|
This is a short introduction to the OpenMP industry standard for
shared-memory parallel programming. It outlines basic features of the
system and explains its usage on the HPCVL Sunfire SMP machines. This
is not an introduction to OpenMP programming. References and links for
further details are given.
Frequently Asked Questions:
What is OpenMP?
What kind of system uses OpenMP?
How is OpenMP used?
Give me an example.
How is OpenMP implemented on the
HPCVL Sunfire machines?
How do I compile OpenMP code on the
Sun?
How do I run OpenMP programs on a
Sunfire machine?
Where can I learn details about
OpenMP?
Are there any tools to help me with
OpenMP programming?
It doesn't work. Where can I get
help?
Answers:
What is OpenMP?
OpenMP is a system of so-called "compiler directives"
that are used to express parallelism on a shared-memory
machine. OpenMP has become an industry standard for such
directives, and at this point, most parallel enabled compilers
that are used on SMP machines are capable of processing OpenMP
directives. The OpenMP standard has had a rather short and
steep career: it was introduced in 1997 and has since sidelined
all other similar systems.
OpenMP is exclusively designed for shared-memory machines, and
is based on "multi-threading", i.e. the dynamic
spawning of so-called "light-weight" sub-processes,
commonly within loops. In favorable cases it is quite possible
to create a well-scaling parallel program from a serial code by
inserting a few lines of OpenMP directives into the serial
precursor and recompiling. The simplicity and ease of use of
OpenMP directives have made it a popular alternative to the
more involved (and arguably more powerful) communication system
MPI, which was designed for distributed-memory systems.
What kind of
system uses OpenMP?
OpenMP was designed from the outset for shared-memory machines,
commonly called SMP (Symmetric
Multi-Processor) machines. These types of
parallel computers have the advantage of not requiring
communication between processors for parallel processing, and
therefore bypassing the associated overhead. In addition, they
allow multi-threading, which is a dynamic form of parallelism
in which sub-processes are created and destroyed during program
execution. In some cases this can be done automatically at
compile time. In other cases, the compiler needs to be
instructed about details of the "parallel region" of
code where multi-threading is to take place. OpenMP was
designed to perform this task.
OpenMP therefore needs
both a shared-memory (SMP) computer and a compiler that
understands OpenMP directives. The Sunfire machines at HPCVL
fulfill both of these requirements.

### WHAT YOU NEED TO DO
Please copy the OpenMP introduction again, starting with "OpenMP was designed" and going on through "perform this task.", and substitute "extra cost" for "overhead".

### DATA SHOWN
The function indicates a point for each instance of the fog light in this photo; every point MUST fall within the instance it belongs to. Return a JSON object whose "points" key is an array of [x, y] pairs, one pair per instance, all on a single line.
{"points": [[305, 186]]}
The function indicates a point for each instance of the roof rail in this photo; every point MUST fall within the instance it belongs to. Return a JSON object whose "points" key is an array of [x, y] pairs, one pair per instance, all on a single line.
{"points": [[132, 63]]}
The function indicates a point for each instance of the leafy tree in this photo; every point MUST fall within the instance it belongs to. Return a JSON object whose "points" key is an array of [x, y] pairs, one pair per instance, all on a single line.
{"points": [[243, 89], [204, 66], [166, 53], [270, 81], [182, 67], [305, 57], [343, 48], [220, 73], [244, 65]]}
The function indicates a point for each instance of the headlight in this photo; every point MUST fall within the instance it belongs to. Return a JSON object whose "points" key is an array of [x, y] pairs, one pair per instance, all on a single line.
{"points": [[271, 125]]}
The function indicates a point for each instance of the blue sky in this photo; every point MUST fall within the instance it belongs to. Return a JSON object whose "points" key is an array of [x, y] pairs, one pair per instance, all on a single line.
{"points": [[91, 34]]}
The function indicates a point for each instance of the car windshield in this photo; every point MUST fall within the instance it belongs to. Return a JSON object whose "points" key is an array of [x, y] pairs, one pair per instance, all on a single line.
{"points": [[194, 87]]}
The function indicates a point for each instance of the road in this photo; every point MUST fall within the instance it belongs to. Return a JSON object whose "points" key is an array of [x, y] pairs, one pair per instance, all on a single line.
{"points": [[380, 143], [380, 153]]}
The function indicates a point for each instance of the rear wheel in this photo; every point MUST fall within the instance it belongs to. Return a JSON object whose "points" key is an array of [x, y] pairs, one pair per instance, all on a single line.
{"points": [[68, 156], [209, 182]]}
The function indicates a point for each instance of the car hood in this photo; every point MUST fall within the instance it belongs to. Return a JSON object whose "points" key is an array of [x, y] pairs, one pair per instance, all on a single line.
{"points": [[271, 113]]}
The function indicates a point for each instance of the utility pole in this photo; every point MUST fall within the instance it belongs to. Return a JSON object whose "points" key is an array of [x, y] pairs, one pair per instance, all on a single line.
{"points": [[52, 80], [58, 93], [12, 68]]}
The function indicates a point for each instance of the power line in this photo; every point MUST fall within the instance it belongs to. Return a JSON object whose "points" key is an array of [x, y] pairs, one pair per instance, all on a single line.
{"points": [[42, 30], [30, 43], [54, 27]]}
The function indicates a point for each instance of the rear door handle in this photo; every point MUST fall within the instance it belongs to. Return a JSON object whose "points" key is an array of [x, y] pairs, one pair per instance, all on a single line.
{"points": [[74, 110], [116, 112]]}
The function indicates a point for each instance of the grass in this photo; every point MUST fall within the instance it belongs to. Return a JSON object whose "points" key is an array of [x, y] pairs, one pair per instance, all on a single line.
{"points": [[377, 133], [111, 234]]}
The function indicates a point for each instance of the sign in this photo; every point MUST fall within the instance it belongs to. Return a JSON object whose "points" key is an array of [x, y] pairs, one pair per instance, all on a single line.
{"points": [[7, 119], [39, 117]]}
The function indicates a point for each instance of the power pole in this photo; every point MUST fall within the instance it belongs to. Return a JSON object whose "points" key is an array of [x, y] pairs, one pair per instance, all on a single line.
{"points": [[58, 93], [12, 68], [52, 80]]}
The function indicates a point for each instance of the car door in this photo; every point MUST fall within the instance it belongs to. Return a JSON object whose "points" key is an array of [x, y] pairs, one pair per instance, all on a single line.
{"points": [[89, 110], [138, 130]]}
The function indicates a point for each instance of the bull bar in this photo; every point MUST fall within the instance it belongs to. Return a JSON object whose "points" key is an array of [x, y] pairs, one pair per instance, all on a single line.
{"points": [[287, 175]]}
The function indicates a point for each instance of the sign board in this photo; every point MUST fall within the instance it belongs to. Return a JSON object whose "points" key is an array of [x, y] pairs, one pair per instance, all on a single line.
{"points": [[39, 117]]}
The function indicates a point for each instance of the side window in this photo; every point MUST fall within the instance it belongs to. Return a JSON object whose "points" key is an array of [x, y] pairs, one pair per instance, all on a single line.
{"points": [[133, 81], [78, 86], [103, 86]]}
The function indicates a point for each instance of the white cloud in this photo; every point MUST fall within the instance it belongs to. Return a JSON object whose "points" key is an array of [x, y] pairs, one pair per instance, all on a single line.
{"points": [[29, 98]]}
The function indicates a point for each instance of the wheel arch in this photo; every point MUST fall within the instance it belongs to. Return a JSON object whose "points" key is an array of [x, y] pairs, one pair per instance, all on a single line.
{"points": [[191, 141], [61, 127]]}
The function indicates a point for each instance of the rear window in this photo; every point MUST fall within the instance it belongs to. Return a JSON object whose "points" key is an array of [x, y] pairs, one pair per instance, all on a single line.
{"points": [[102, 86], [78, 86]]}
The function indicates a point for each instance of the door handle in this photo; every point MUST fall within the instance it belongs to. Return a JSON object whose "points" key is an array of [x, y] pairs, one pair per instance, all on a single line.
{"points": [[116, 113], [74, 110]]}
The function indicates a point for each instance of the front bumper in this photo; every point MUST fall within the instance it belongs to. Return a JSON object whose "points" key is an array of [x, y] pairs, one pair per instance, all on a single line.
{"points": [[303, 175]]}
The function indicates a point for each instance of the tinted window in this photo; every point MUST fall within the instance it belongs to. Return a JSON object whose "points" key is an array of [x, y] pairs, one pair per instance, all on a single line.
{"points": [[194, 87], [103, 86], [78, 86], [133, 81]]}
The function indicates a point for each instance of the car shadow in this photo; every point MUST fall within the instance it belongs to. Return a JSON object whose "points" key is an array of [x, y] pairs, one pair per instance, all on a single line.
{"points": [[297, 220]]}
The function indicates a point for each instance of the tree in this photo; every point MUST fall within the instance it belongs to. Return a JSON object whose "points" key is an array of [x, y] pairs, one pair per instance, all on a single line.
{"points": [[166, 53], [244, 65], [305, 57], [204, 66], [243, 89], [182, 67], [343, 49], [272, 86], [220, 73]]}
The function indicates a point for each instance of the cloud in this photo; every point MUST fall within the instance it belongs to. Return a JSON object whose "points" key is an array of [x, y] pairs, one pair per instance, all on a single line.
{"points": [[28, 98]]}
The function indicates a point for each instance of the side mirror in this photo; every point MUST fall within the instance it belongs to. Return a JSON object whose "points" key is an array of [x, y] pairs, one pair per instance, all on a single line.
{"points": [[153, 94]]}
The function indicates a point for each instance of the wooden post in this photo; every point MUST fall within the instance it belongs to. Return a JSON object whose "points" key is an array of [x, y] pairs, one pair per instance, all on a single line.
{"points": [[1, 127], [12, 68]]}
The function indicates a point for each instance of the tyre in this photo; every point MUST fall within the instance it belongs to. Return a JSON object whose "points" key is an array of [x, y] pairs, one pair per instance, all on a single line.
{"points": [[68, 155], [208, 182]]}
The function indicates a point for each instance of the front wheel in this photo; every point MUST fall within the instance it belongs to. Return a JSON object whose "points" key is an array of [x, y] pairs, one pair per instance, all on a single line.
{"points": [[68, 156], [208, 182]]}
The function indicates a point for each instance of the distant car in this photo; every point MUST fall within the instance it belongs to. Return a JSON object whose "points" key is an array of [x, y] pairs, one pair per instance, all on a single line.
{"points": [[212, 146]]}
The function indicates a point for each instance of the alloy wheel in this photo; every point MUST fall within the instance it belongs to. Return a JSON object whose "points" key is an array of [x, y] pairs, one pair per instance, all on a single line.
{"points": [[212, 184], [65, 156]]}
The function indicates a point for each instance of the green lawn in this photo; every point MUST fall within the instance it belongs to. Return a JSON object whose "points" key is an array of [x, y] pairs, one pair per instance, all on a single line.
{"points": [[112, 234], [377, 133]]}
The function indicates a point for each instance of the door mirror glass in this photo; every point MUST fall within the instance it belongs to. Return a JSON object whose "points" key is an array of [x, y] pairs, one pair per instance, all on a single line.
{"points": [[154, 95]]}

### EXPECTED ANSWER
OpenMP was designed from the outset for shared-memory machines,
commonly called SMP (Symmetric
Multi-Processor) machines. These types of
parallel computers have the advantage of not requiring
communication between processors for parallel processing, and
therefore bypassing the associated extra cost. In addition, they
allow multi-threading, which is a dynamic form of parallelism
in which sub-processes are created and destroyed during program
execution. In some cases this can be done automatically at
compile time. In other cases, the compiler needs to be
instructed about details of the "parallel region" of
code where multi-threading is to take place. OpenMP was
designed to perform this task.